== THE EXERCISE ==
Reproduce every line of the records below without changing anything.

Object position labeling entries:
————————

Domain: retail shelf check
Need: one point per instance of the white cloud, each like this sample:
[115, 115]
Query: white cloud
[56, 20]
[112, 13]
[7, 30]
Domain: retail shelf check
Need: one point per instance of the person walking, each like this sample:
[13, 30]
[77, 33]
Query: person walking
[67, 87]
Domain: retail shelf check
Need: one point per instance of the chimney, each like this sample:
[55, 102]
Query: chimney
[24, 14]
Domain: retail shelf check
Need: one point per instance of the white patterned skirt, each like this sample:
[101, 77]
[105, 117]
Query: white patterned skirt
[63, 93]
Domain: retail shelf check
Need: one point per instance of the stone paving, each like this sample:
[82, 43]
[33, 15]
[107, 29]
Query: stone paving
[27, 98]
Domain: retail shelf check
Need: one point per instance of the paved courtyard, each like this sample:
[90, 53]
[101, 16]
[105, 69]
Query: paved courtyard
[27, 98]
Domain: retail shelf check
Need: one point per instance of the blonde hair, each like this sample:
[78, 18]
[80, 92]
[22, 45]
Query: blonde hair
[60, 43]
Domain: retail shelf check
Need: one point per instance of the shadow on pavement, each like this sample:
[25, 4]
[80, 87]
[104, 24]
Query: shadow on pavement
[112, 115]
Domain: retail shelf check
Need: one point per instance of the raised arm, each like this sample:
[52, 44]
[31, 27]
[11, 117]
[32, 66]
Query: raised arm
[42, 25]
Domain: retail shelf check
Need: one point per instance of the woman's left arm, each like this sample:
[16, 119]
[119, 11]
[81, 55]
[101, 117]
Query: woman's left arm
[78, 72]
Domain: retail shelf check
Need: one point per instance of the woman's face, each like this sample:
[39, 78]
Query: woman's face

————————

== PROBLEM SOLUTION ==
Domain: retail shelf check
Need: one point per instance of the white cloud, each like this sample:
[115, 115]
Query: white cloud
[56, 20]
[112, 13]
[7, 30]
Domain: retail shelf check
Need: one point per instance of the person walking, each like this sample:
[13, 30]
[77, 33]
Query: person walking
[67, 87]
Domain: retail shelf check
Need: one point per instance of the chimney, each like this sample:
[55, 102]
Query: chimney
[24, 14]
Domain: retail shelf check
Need: one point per instance of the white patterned skirt, each like this sample:
[101, 77]
[105, 117]
Query: white patterned skirt
[63, 93]
Domain: retail shelf check
Need: one point per instance of the stone paving, each like this sample:
[82, 43]
[33, 15]
[107, 29]
Query: stone paving
[27, 98]
Domain: retail shelf check
Need: one point per instance of the paved courtyard, each like this sample:
[90, 53]
[101, 16]
[105, 69]
Query: paved courtyard
[27, 98]
Domain: retail shelf check
Need: one point per instance of the blonde hair, each like this sample:
[78, 18]
[80, 92]
[22, 45]
Query: blonde hair
[60, 43]
Domain: retail shelf check
Need: one point per instance of the shadow on pavement, each like this sample:
[25, 4]
[80, 87]
[104, 24]
Query: shadow on pavement
[112, 115]
Domain: retail shelf check
Need: one point per instance of the raised arm, each like this sample:
[52, 44]
[31, 27]
[11, 117]
[32, 66]
Query: raised arm
[42, 25]
Domain: retail shelf check
Need: one point per instance of the woman's left arm, each like this sample:
[16, 119]
[119, 11]
[81, 55]
[101, 117]
Query: woman's left arm
[78, 72]
Domain: retail shelf check
Need: one point per instance of the woman's face, each like this sample:
[39, 78]
Query: woman's face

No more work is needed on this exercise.